■ Your instructions ■
Return the data that follows verbatim, with every line reproduced unchanged and in its original order.

■ Data lines ■
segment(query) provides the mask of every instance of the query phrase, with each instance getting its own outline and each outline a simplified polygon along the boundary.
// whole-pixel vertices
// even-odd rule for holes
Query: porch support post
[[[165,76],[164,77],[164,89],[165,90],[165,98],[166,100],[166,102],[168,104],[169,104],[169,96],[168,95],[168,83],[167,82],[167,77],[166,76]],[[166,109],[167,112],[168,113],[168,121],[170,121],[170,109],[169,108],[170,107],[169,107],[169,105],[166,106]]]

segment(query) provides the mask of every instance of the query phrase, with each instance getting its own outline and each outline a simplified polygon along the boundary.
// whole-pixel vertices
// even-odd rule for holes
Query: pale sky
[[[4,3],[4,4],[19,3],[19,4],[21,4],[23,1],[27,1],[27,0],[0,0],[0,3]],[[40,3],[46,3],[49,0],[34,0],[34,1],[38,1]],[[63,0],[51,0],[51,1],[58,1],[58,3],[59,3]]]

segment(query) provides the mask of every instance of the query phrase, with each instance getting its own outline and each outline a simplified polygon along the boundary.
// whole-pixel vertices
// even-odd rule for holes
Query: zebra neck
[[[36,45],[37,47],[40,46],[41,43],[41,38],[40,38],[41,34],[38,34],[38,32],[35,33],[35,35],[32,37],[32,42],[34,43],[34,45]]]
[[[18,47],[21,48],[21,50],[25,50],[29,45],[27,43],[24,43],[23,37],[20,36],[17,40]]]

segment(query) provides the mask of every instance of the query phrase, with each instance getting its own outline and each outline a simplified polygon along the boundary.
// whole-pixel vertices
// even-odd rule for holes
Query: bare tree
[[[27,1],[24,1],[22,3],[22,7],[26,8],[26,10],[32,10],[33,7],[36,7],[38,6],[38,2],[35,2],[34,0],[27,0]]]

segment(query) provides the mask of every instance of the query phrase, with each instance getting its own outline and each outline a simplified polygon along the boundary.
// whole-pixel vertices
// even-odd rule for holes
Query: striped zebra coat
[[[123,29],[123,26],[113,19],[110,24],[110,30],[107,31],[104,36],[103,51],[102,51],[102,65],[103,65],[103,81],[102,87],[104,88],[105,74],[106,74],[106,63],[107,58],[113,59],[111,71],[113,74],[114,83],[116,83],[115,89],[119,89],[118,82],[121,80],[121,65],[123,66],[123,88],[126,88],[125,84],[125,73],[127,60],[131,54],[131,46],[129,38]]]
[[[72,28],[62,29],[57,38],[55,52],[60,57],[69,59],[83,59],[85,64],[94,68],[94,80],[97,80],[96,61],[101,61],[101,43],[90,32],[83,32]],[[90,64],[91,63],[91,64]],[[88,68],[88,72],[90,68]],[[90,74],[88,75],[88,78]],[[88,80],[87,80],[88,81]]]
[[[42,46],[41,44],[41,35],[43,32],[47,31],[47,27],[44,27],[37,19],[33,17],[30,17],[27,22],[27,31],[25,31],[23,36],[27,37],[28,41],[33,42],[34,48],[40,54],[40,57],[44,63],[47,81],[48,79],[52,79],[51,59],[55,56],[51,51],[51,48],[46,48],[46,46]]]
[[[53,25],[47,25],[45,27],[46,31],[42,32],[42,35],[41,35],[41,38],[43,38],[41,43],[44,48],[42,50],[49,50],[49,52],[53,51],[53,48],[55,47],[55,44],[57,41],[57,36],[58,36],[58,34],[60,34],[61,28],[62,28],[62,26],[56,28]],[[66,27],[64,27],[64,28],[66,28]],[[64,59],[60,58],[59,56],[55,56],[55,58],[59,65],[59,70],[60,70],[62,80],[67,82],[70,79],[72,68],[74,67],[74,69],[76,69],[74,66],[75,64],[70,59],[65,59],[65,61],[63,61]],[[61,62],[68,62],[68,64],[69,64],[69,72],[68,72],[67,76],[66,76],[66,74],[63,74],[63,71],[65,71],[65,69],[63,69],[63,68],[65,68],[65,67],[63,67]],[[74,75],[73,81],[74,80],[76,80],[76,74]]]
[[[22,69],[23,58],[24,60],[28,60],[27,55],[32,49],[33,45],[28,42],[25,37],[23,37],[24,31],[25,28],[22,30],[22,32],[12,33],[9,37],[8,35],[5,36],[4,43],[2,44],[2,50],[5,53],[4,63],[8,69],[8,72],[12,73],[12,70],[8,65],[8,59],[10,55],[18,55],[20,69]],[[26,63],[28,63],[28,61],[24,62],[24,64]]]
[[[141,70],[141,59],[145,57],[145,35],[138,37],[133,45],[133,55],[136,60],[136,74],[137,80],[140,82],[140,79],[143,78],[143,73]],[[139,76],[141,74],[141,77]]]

■ Answer for the task ■
segment(query) provides the mask of every instance of the query phrase, with each instance getting its own outline and each outline a simplified polygon along the boundary.
// whole-pixel vertices
// even-odd rule for holes
Query: porch support post
[[[165,76],[164,77],[164,89],[165,90],[165,98],[166,100],[166,102],[168,104],[169,104],[169,96],[168,95],[168,83],[167,82],[167,77],[166,76]],[[166,109],[167,112],[168,113],[168,121],[170,121],[170,109],[169,108],[170,107],[169,107],[169,105],[166,106]]]

segment(query) provides the mask of every instance of the query phrase, with each instance getting its own outline and each outline a simplified polygon along the boundary.
// whole-pixel vertices
// even-odd rule for holes
Query: pale sky
[[[4,3],[4,4],[19,3],[19,4],[21,4],[23,1],[27,1],[27,0],[0,0],[0,3]],[[40,3],[46,3],[49,0],[34,0],[34,1],[38,1]],[[63,0],[51,0],[51,1],[58,1],[58,3],[59,3]]]

segment(query) provides the mask of every instance of the query phrase, with each instance getting its own outline and each outline a simplified polygon along the boundary.
// whole-pixel vertices
// even-odd rule for holes
Query: zebra neck
[[[36,45],[37,47],[40,46],[41,43],[41,38],[40,38],[41,34],[38,34],[38,32],[35,33],[35,35],[32,37],[32,42],[34,43],[34,45]]]
[[[18,47],[21,48],[21,50],[25,50],[29,45],[27,43],[24,43],[23,37],[20,36],[17,40]]]

segment(query) provides the mask of every instance of the query phrase, with each instance getting its own outline and each outline a simplified polygon along the boundary.
// whole-pixel vertices
// even-odd rule for holes
Query: bare tree
[[[27,1],[24,1],[22,3],[22,7],[26,8],[26,10],[32,10],[33,7],[36,7],[38,6],[38,2],[35,2],[34,0],[27,0]]]

segment(query) provides the mask of every instance of the query phrase, with each instance getting its own outline and each outline a simplified polygon along the boundary.
// whole-pixel vertices
// even-odd rule for holes
Query: striped zebra coat
[[[123,29],[123,26],[113,19],[110,24],[110,30],[107,31],[104,36],[103,51],[102,51],[102,65],[103,65],[103,81],[102,87],[104,88],[105,74],[106,74],[106,63],[107,58],[113,59],[111,71],[113,74],[114,83],[116,83],[115,89],[119,89],[118,82],[121,80],[121,65],[123,66],[123,88],[126,88],[125,84],[125,73],[127,60],[131,54],[131,46],[129,38]]]
[[[72,28],[62,29],[57,38],[55,52],[60,57],[69,59],[83,59],[85,64],[94,68],[94,80],[97,80],[96,61],[101,61],[101,43],[90,32],[83,32]],[[90,64],[91,63],[91,64]],[[88,68],[88,72],[90,68]],[[90,74],[88,75],[88,78]],[[88,80],[87,80],[88,81]]]
[[[42,46],[41,44],[41,35],[43,32],[47,31],[47,27],[44,27],[37,19],[33,17],[30,17],[27,22],[27,31],[25,31],[23,36],[27,37],[28,41],[33,42],[34,48],[40,54],[40,57],[44,63],[47,81],[48,79],[52,79],[51,59],[55,56],[51,51],[51,48],[46,48],[46,46]]]
[[[53,25],[47,25],[45,27],[46,31],[42,32],[42,35],[41,35],[41,38],[43,38],[41,43],[44,48],[42,50],[49,50],[49,52],[53,51],[53,48],[55,47],[55,44],[57,41],[57,36],[58,36],[58,34],[60,34],[61,28],[62,28],[62,26],[56,28]],[[66,27],[64,27],[64,28],[66,28]],[[64,59],[60,58],[59,56],[55,56],[55,58],[59,65],[59,70],[60,70],[62,80],[67,82],[70,79],[72,68],[74,67],[74,69],[76,69],[74,66],[75,64],[70,59],[65,59],[65,61],[63,61]],[[61,62],[68,62],[68,64],[69,64],[69,72],[68,72],[67,76],[66,76],[66,74],[63,74],[63,71],[65,71],[65,69],[63,69],[63,68],[65,68],[65,67],[63,67]],[[74,75],[73,81],[74,80],[76,80],[76,74]]]
[[[22,69],[23,58],[24,60],[28,60],[27,55],[32,49],[33,45],[28,42],[25,37],[23,37],[24,31],[25,28],[22,30],[22,32],[12,33],[9,37],[8,35],[5,36],[4,43],[2,44],[2,50],[5,53],[4,63],[8,69],[8,72],[12,73],[12,70],[8,65],[8,59],[10,55],[18,55],[20,69]],[[26,63],[28,63],[28,61],[24,62],[24,64]]]
[[[141,70],[141,59],[145,57],[145,35],[138,37],[133,45],[133,55],[136,60],[136,74],[137,80],[140,82],[140,79],[143,78],[143,73]],[[139,76],[141,74],[141,77]]]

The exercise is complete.